▸ **Work instructions**: Give again the entries below exactly, beginning at the first line and ending at the line with "Target: spine on branch".

▸ **Dataset records**:
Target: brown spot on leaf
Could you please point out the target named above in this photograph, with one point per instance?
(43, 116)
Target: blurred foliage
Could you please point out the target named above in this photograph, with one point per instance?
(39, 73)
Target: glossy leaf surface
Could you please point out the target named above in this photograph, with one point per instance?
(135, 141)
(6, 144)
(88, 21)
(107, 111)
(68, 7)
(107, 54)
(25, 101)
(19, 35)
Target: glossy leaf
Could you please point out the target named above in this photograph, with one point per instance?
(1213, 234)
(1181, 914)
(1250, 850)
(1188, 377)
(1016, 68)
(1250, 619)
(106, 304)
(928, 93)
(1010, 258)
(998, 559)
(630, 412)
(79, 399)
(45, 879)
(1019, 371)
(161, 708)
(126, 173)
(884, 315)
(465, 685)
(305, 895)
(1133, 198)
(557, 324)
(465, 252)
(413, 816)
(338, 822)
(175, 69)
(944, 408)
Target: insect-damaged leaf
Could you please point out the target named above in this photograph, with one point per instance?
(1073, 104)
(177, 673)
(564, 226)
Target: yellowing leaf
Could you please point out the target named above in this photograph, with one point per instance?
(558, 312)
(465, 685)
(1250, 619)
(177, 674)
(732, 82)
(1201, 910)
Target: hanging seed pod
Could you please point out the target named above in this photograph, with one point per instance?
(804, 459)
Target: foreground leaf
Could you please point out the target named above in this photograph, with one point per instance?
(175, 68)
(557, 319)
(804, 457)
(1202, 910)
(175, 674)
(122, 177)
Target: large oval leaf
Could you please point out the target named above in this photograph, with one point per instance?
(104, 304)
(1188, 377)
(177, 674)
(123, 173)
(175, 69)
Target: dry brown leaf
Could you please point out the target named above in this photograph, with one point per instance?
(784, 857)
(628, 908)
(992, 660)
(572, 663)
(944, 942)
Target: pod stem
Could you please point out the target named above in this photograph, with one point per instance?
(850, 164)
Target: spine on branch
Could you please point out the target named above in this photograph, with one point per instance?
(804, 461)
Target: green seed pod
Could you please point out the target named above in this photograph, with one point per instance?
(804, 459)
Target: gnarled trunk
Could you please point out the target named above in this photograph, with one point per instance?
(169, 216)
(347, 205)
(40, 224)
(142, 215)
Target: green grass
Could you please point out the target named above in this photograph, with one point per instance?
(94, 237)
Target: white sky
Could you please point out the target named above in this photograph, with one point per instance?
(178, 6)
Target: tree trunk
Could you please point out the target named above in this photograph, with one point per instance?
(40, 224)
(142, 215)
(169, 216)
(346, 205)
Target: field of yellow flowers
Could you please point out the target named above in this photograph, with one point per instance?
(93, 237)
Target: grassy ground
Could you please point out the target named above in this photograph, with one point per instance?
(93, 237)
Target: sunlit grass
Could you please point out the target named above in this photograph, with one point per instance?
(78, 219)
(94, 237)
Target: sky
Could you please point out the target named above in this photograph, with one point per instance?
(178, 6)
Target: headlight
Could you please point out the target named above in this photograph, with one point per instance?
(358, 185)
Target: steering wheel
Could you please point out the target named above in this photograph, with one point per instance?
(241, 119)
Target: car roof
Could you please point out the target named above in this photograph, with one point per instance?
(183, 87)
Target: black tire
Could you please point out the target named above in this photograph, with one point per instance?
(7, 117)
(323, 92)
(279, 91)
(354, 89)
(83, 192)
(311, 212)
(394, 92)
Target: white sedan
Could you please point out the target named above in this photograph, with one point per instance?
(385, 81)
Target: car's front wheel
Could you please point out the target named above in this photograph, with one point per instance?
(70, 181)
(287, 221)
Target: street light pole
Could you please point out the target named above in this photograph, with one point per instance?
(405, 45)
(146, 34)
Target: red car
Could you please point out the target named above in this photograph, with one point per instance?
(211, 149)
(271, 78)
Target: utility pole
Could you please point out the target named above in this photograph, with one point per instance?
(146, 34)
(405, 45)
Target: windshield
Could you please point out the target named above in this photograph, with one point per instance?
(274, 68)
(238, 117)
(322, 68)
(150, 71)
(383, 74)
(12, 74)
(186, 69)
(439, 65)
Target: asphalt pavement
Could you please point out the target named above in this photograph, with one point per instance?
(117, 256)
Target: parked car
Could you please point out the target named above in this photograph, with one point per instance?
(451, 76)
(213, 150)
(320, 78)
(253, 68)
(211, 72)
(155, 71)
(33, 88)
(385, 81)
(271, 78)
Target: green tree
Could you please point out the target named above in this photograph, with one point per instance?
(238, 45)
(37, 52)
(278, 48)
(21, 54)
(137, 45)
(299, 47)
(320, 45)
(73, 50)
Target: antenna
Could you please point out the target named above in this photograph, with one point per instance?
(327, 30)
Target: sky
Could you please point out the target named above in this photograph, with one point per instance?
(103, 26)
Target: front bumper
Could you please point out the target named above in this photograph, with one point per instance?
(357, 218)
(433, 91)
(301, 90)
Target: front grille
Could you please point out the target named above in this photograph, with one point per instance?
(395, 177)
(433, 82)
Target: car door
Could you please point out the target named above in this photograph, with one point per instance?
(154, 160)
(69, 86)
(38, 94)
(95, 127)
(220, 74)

▸ **Response for this exercise**:
Target: brown spot on leaf
Could you please point out the target named above in this photograph, with one point per instance?
(43, 116)
Target: blurred foliage
Could you please point out the target named above in this photograph, with one point per instance?
(39, 73)
Target: glossy leaf surface
Could you please point out the target named above in this photograph, with one point per instance?
(135, 141)
(6, 144)
(88, 21)
(107, 111)
(68, 7)
(107, 54)
(25, 101)
(19, 35)
Target: glossy leaf
Could you please point out the target named above in this photograph, with one point per instance?
(1213, 234)
(1181, 914)
(1250, 850)
(1188, 377)
(1016, 68)
(1250, 619)
(106, 304)
(928, 93)
(1010, 258)
(998, 559)
(630, 412)
(79, 399)
(45, 879)
(1019, 371)
(161, 708)
(126, 173)
(884, 315)
(465, 685)
(305, 895)
(1133, 198)
(557, 324)
(465, 252)
(413, 816)
(338, 822)
(175, 69)
(944, 408)
Target: insect-damaged leaf
Could you please point out the target named above in this photograph, with one point per instance?
(1073, 104)
(177, 673)
(564, 226)
Target: yellowing leaf
Could you please point out the target named above in this photograph, with one point per instance?
(558, 312)
(465, 685)
(1250, 619)
(177, 674)
(732, 82)
(1201, 910)
Target: hanging seed pod
Could you please point out the target named above in this photograph, with one point per instance?
(804, 459)
Target: foreground leaf
Could you please point out the target named above in this photograph, with one point per instance?
(175, 68)
(557, 319)
(804, 457)
(1202, 910)
(175, 674)
(122, 177)
Target: large oval leaf
Could you please point out the target named above in this photograph, with one point per instance?
(104, 304)
(1188, 377)
(177, 674)
(123, 173)
(175, 69)
Target: dry brown leaf
Could you please point out the target named above in this photograph, with one point per instance?
(784, 857)
(628, 908)
(992, 660)
(572, 663)
(944, 942)
Target: pod stem
Could you please point out the target named above in this photograph, with one point per instance?
(850, 164)
Target: spine on branch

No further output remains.